■ **Supplied material**
◆ ◆ ◆ ◆ ◆
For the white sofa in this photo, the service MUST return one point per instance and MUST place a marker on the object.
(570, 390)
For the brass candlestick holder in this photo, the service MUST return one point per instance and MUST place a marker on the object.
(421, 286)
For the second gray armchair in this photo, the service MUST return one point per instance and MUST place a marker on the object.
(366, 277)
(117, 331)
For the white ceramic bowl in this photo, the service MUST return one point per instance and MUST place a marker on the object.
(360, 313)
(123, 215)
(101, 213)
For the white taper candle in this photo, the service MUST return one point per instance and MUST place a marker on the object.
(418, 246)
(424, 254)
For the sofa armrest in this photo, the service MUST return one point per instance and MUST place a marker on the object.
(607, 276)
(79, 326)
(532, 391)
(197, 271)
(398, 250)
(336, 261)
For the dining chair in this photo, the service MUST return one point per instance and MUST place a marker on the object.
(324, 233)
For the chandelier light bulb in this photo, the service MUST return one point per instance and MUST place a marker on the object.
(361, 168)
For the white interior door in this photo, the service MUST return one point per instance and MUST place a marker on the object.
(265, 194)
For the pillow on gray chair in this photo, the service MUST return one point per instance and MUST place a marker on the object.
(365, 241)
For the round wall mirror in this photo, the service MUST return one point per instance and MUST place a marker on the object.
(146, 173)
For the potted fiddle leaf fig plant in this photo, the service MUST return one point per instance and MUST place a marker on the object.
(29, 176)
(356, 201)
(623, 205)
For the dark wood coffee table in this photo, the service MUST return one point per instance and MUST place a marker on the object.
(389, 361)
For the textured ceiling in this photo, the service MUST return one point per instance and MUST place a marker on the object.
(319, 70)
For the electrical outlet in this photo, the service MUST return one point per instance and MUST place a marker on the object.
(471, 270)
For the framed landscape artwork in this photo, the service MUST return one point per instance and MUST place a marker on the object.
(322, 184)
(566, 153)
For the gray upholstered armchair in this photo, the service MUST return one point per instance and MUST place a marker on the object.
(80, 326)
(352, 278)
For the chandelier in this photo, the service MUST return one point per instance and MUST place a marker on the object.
◆ ◆ ◆ ◆ ◆
Quote exactly and only the lines from the one holding "For the dining" through the end of the data.

For the dining chair in this photo, the service MUST return one point per instance and MUST place a marker on the object.
(324, 233)
For the chandelier light bulb in this photo, the service MUST return one point per instance and MUST place a marker on the object.
(361, 168)
For the white interior door in this photo, the service MUST return one point per instance and MUST place a marker on the object.
(265, 194)
For the pillow on gray chair in this photo, the service MUST return one point per instance and MUST place a marker on the object.
(365, 241)
For the round wall mirror in this photo, the service MUST return one point per instance and MUST place a marker on the object.
(146, 173)
For the potted fiddle leaf fig plant in this photo, the service MUST return one point per instance and MUST place a marker on the object.
(29, 176)
(356, 201)
(623, 205)
For the dark wood coffee table in this photo, the service MUST return one point per instance and MUST place a marker on the object.
(389, 361)
For the textured ceiling in this photo, the service MUST return one point per instance and MUST place a marker on the object.
(319, 70)
For the electrical outlet in this photo, the service MUST return one point per instance and MUST place a marker on the object.
(471, 270)
For the framed landscape artwork in this photo, the service MUST return one point per instance and MUST place a marker on the object.
(322, 184)
(566, 153)
For the gray upholstered armchair in this photo, the service MUST return one point per instance and MUST place a marker on the object.
(80, 326)
(352, 278)
For the chandelier in this photo, the service MUST return one point per instance and MUST place a marker on the object.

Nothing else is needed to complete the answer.